◆ What you will do
Starting at the line containing "of the river?" and ending at the end of the listing, lay out the listing as a two-column CSV with the columns prompt_text and polygon_answer. Give one row for each text and its answer, put each value in a single quoted field, and replace line breaks with spaces.

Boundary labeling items

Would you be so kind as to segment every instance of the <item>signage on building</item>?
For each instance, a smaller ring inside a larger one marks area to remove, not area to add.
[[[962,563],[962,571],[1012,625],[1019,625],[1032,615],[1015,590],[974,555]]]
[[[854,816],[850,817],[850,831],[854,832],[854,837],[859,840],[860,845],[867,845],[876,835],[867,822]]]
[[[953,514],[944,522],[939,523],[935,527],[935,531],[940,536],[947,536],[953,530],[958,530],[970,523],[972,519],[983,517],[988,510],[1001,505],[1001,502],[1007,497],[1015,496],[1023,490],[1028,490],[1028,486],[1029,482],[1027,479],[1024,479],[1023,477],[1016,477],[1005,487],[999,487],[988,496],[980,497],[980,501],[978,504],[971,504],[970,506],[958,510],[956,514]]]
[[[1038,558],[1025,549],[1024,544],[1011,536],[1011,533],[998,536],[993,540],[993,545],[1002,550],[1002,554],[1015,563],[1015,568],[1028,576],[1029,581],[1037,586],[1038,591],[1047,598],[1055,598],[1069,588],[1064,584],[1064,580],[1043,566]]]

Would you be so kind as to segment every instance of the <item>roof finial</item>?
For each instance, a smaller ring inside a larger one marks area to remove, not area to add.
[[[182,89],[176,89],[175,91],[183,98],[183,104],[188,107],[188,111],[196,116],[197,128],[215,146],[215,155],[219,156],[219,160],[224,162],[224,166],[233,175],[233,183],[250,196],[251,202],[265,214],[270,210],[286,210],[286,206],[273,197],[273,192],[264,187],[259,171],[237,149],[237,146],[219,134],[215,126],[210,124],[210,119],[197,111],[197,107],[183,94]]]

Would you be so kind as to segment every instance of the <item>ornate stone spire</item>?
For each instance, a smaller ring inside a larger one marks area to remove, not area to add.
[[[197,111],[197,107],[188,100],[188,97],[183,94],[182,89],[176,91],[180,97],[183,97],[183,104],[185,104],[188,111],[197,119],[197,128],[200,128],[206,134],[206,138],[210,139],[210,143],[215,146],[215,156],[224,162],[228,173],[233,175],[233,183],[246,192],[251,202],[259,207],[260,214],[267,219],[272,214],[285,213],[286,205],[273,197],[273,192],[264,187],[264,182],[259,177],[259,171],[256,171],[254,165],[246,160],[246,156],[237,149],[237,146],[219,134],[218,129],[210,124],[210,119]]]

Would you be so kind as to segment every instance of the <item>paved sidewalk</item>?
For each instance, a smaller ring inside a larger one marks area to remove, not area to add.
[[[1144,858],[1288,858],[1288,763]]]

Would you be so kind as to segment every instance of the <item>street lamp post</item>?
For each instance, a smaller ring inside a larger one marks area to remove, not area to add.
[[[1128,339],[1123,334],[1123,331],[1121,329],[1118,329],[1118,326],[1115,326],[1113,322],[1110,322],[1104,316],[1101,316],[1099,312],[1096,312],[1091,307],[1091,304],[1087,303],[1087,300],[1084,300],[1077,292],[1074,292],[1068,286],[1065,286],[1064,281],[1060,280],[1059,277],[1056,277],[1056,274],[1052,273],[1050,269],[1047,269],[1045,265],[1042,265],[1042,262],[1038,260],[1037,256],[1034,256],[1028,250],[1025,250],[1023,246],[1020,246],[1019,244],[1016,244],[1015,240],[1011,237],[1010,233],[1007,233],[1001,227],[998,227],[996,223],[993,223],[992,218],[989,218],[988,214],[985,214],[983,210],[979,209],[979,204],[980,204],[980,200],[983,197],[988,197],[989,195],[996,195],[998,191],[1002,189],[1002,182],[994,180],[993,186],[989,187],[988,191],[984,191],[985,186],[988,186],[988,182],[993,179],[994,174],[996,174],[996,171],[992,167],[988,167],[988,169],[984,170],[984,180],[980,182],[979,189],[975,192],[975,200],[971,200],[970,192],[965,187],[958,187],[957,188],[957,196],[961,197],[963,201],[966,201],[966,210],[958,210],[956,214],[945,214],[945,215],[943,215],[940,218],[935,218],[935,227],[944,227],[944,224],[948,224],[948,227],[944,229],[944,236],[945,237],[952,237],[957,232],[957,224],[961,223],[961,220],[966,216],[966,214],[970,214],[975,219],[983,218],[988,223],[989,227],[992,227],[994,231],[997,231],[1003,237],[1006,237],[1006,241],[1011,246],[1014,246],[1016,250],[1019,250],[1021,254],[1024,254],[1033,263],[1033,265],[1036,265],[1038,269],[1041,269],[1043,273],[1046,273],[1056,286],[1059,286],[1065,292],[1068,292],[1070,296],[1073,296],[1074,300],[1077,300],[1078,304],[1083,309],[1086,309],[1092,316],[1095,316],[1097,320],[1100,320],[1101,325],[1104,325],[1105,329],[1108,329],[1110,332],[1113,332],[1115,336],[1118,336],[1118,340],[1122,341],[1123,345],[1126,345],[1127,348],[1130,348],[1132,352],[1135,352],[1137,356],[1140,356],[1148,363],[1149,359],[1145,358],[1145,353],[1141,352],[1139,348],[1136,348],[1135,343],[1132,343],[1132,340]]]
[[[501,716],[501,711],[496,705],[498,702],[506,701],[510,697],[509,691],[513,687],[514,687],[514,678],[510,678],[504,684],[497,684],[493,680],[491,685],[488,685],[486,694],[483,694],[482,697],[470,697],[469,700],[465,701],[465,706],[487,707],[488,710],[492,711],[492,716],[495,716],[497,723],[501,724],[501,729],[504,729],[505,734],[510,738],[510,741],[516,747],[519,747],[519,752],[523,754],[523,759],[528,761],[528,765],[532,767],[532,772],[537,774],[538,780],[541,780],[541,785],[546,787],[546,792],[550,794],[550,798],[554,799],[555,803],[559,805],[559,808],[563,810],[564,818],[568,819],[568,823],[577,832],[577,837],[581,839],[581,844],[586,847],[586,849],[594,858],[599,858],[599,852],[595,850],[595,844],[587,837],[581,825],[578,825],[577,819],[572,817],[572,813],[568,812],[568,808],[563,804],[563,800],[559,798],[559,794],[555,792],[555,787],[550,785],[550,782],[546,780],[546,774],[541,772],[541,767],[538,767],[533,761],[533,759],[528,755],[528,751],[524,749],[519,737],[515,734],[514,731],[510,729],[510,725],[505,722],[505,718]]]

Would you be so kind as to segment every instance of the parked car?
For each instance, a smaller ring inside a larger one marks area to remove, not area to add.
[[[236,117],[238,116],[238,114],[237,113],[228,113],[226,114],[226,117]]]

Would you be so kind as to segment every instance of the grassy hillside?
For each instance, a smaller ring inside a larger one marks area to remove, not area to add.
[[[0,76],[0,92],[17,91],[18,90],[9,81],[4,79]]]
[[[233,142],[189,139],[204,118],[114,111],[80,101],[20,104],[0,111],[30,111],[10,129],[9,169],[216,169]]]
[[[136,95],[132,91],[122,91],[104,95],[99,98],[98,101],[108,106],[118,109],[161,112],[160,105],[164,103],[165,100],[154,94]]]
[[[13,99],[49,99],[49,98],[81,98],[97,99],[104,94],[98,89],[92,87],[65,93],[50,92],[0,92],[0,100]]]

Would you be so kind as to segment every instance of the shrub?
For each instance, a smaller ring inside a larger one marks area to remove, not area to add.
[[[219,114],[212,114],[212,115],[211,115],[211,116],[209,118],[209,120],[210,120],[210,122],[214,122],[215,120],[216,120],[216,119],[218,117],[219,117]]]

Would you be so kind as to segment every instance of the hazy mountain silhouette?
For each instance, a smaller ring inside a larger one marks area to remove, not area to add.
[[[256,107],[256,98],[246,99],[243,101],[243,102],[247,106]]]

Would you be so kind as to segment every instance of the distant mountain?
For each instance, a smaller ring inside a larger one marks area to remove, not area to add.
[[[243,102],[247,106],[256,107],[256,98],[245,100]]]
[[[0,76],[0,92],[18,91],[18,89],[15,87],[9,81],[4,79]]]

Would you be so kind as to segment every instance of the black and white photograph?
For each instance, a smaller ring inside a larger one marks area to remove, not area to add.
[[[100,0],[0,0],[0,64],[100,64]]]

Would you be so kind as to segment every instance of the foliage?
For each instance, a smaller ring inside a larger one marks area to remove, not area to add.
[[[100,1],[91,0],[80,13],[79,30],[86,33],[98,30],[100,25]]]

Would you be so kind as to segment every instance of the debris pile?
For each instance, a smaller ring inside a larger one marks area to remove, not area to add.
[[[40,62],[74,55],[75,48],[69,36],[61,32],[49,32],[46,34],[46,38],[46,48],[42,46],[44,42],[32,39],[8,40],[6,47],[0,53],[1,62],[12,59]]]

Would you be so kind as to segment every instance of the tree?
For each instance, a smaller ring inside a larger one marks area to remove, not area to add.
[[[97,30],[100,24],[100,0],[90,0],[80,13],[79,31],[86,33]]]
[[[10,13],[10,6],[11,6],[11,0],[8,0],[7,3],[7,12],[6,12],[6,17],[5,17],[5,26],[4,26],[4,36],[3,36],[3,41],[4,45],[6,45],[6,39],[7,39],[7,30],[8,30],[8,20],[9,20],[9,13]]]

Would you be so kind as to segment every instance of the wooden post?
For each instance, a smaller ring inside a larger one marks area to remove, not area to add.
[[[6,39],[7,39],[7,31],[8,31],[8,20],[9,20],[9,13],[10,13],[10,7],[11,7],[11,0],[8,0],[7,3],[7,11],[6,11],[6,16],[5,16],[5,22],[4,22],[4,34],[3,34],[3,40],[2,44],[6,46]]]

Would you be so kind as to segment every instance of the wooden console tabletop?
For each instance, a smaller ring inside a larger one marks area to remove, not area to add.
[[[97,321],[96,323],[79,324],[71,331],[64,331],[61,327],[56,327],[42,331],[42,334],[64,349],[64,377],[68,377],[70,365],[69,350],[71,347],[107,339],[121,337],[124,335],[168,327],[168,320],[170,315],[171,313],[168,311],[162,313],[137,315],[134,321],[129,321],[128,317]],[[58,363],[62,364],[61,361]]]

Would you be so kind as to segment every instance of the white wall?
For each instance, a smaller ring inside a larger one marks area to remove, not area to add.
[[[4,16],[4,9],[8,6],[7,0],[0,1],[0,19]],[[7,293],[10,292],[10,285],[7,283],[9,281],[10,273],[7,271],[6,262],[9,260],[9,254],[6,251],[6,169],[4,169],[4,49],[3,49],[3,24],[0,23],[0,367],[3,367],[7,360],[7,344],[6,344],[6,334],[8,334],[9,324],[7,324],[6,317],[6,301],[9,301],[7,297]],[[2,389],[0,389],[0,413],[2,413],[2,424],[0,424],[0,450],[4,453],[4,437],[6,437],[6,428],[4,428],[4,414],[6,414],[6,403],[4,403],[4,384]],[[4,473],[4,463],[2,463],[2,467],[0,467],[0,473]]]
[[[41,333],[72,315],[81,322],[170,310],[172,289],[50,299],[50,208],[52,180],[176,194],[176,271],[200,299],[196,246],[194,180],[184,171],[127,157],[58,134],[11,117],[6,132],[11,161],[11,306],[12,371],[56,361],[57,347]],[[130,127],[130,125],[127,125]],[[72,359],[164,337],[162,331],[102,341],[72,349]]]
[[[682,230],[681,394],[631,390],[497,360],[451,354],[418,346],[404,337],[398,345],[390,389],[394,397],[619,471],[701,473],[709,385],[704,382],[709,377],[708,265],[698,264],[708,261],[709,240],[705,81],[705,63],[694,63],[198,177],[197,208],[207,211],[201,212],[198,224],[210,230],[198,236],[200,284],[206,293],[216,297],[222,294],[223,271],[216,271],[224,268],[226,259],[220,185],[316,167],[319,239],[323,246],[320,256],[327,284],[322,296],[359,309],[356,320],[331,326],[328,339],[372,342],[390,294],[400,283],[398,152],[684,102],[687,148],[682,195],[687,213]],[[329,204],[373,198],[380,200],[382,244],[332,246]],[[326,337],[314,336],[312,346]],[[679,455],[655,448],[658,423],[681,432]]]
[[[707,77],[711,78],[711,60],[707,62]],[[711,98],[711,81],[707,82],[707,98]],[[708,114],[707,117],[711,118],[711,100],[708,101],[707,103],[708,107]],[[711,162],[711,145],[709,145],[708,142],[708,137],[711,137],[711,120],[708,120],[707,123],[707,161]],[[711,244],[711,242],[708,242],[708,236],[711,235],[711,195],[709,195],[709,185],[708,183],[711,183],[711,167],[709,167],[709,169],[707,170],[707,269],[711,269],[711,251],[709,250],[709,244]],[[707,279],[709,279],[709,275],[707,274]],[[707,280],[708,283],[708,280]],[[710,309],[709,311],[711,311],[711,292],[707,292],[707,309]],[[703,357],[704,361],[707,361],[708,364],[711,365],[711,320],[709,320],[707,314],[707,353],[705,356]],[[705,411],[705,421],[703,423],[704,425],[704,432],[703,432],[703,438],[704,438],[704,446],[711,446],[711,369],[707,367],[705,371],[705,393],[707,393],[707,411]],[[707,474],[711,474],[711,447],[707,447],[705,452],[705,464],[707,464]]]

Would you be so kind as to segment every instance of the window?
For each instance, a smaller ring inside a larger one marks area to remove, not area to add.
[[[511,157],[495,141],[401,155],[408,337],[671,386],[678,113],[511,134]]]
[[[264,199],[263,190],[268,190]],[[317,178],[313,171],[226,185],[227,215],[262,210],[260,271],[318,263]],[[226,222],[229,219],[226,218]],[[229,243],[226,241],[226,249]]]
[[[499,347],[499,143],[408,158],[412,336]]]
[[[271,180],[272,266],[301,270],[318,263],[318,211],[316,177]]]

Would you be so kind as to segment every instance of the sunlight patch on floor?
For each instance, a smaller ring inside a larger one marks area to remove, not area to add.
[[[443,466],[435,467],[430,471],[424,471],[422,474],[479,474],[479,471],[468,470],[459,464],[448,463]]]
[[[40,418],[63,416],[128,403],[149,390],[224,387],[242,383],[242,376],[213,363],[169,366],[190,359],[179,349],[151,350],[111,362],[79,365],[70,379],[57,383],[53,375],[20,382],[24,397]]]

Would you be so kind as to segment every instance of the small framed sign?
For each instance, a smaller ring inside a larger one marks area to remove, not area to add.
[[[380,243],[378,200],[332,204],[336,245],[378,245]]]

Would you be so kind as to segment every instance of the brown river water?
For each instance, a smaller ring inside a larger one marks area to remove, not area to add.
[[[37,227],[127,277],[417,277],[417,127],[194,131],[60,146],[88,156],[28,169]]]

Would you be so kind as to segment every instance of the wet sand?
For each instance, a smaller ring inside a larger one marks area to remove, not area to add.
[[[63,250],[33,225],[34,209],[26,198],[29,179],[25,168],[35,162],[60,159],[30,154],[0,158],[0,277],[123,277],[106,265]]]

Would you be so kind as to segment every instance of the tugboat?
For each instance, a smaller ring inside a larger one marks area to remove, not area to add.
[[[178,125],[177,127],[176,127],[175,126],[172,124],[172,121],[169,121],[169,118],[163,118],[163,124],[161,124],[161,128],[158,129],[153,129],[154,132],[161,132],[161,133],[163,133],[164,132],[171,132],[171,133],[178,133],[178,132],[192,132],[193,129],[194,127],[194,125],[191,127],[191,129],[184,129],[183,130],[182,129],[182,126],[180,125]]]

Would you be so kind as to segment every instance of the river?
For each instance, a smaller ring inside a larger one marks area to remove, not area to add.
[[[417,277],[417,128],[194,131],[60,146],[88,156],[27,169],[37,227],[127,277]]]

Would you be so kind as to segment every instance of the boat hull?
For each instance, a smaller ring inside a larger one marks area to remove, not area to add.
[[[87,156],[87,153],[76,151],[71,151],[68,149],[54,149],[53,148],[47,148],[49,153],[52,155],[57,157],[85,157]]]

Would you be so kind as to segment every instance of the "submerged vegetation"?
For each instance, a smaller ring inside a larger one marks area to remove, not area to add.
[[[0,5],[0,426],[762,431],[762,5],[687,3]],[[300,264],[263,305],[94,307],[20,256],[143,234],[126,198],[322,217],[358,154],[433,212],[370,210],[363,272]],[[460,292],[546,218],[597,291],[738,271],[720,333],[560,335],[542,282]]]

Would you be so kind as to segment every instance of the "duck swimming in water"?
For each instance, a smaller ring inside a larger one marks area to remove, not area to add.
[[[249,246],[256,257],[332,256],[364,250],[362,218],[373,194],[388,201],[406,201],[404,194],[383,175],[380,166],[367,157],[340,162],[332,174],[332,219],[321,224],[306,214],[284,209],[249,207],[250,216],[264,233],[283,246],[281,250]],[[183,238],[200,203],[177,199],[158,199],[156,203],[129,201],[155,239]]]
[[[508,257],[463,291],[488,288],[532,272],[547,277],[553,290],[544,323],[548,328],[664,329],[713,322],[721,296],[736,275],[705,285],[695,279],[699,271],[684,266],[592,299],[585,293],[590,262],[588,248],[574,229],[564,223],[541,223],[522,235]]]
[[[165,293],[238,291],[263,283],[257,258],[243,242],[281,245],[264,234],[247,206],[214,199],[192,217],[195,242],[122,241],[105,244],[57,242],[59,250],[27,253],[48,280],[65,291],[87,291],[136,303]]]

◆ Solution to this problem
prompt_text,polygon_answer
"Would you be so kind as to segment every instance of the river? For each instance, a smaller ring inside a larger one marks area to remove, not area to add.","[[[417,277],[417,128],[194,131],[60,146],[88,156],[27,169],[37,227],[127,277]]]"
"Would you be so kind as to segment every instance of the boat hull? For each instance, a smaller ring inside a larger one marks area to remove, not area to add.","[[[87,156],[87,153],[76,151],[71,151],[68,149],[54,149],[53,148],[47,148],[49,153],[52,155],[57,157],[85,157]]]"
"Would you be so kind as to segment every instance of the ""submerged vegetation""? For each instance, a smaller ring inside a larger one marks area to remove, not area to add.","[[[0,5],[0,426],[762,431],[762,5],[687,3]],[[300,264],[263,305],[94,307],[20,256],[143,234],[126,198],[322,217],[358,154],[433,212],[370,210],[363,272]],[[460,292],[546,218],[597,291],[738,271],[720,333],[560,335],[542,282]]]"
"Would you be so kind as to segment every instance of the ""duck swimming in water""? For each instance, a smaller ring inside a larger one marks area to remove, not area to add.","[[[249,246],[256,257],[332,256],[364,250],[362,218],[373,194],[388,201],[406,201],[404,194],[383,175],[380,166],[367,157],[340,162],[332,174],[332,219],[321,224],[306,214],[284,209],[249,207],[250,216],[264,233],[283,246],[281,250]],[[183,238],[200,203],[177,199],[158,199],[156,203],[129,201],[155,239]]] [[[508,257],[463,291],[488,288],[532,272],[547,277],[553,290],[544,323],[548,328],[664,329],[713,322],[721,296],[736,275],[705,285],[695,279],[699,271],[684,266],[592,299],[585,293],[590,262],[588,248],[574,229],[564,223],[541,223],[522,235]]] [[[165,293],[238,291],[263,283],[257,258],[243,242],[281,245],[264,234],[247,206],[214,199],[192,217],[195,242],[122,241],[105,244],[57,242],[59,250],[27,253],[48,280],[65,291],[87,291],[136,303]]]"